**Supplied passage**
+++

This still didn't seem to make it through vger, but gives a very good
overview of what the interface is designed to do.
Paravirtualization API Version 2.0
Zachary Amsden, Daniel Arai, Daniel Hecht, Pratap Subrahmanyam
Copyright (C) 2005, 2006, VMware, Inc.
All rights reserved
Revision history:
1.0: Initial version
1.1: arai 2005-11-15
Added SMP-related sections: AP startup and Local APIC support
1.2: dhecht 2006-02-23
Added Time Interface section and Time related VMI calls
Contents
1) Motivations
2) Overview
Initialization
Privilege model
Memory management
Segmentation
Interrupt and I/O subsystem
IDT management
Transparent Paravirtualization
3rd Party Extensions
AP Startup
State Synchronization in SMP systems
Local APIC Support
Time Interface
3) Architectural Differences from Native Hardware
4) ROM Implementation
Detection
Data layout
Call convention
PCI implementation
Appendix A - VMI ROM low level ABI
Appendix B - VMI C prototypes
Appendix C - Sensitive x86 instructions
1) Motivations
There are several high level goals which must be balanced in designing
an API for paravirtualization. The most general concerns are:
Portability - it should be easy to port a guest OS to use the API
High performance - the API must not obstruct a high performance
hypervisor implementation
Maintainability - it should be easy to maintain and upgrade the guest
OS
Extensibility - it should be possible for future expansion of the
API
Portability.
The general approach to paravirtualization rather than full
virtualization is to modify the guest operating system. This means
there is implicitly some code cost to port a guest OS to run in a
paravirtual environment. The closer the API resembles a native
platform which the OS supports, the lower the cost of porting.
Rather than provide an alternative, high level interface for this
API, the approach is to provide a low level interface which
encapsulates the sensitive and performance critical parts of the
system. Thus, we have direct parallels to most privileged
instructions, and the process of converting a guest OS to use these
instructions is in many cases a simple replacement of one function
for another. Although this is sufficient for CPU virtualization,
performance concerns have forced us to add additional calls for
memory management, and notifications about updates to certain CPU
data structures. Support for this in the Linux operating system has
proved to be very minimal in cost because of the already somewhat
portable and modular design of the memory management layer.
High Performance.

+++

**Set tasks**
A – Retype the paravirtualization API document between "This still didn't" and "2006, VMware, Inc.", inclusive.
B – Name the general concerns that the paravirtualization API document says must be balanced when designing the API.
C – Carry on the paravirtualization API document from where it stops.

**Material shown**
+++

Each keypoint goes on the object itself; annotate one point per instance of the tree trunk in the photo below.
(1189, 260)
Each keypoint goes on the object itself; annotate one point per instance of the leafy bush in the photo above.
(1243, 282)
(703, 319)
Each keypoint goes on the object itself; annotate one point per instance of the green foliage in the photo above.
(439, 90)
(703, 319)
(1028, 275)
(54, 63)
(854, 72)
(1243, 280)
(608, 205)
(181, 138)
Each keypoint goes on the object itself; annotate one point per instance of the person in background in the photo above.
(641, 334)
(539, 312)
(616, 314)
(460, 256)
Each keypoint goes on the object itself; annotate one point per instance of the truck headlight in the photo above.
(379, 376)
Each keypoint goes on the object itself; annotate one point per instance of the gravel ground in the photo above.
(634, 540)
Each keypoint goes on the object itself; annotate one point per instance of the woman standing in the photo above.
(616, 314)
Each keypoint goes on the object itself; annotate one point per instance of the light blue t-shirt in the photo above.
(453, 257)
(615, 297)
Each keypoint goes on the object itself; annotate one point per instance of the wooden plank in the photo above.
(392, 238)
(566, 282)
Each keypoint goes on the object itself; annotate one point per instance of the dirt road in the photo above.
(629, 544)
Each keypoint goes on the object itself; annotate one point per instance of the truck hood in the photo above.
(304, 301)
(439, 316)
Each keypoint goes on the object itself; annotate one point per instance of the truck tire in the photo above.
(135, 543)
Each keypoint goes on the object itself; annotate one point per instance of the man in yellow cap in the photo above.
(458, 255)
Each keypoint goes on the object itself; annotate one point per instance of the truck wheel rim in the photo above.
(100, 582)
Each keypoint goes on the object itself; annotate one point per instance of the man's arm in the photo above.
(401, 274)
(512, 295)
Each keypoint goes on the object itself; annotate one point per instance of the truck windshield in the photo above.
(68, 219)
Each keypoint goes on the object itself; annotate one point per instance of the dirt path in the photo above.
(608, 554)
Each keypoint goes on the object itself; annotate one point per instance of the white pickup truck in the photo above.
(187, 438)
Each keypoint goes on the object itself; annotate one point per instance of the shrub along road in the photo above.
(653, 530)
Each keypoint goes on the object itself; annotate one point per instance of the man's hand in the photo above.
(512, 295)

+++

**Expected outputs**
A –
This still didn't seem to make it through vger, but gives a very good
overview of what the interface is designed to do.
Paravirtualization API Version 2.0
Zachary Amsden, Daniel Arai, Daniel Hecht, Pratap Subrahmanyam
Copyright (C) 2005, 2006, VMware, Inc.

B –
Portability
High performance
Maintainability
Extensibility

C –
Providing a low level API that closely resembles hardware does not
provide any support for compound operations; indeed, typical
compound operations on hardware can be updating of many page table
entries, flushing system TLBs, or providing floating point safety.
Since these operations may require several privileged or sensitive
operations, it becomes important to defer some of these operations
until explicit flushes are issued, or to provide higher level
operations around some of these functions. In order to keep with
the goal of portability, this has been done only when deemed
necessary for performance reasons, and we have tried to package
these compound operations into methods that are typically used in
guest operating systems. In the future, we envision that additional
higher level abstractions will be added as an adjunct to the
low-level API. These higher level abstractions will target large
bulk operations such as creation, and destruction of address spaces,
context switches, thread creation and control.
Maintainability.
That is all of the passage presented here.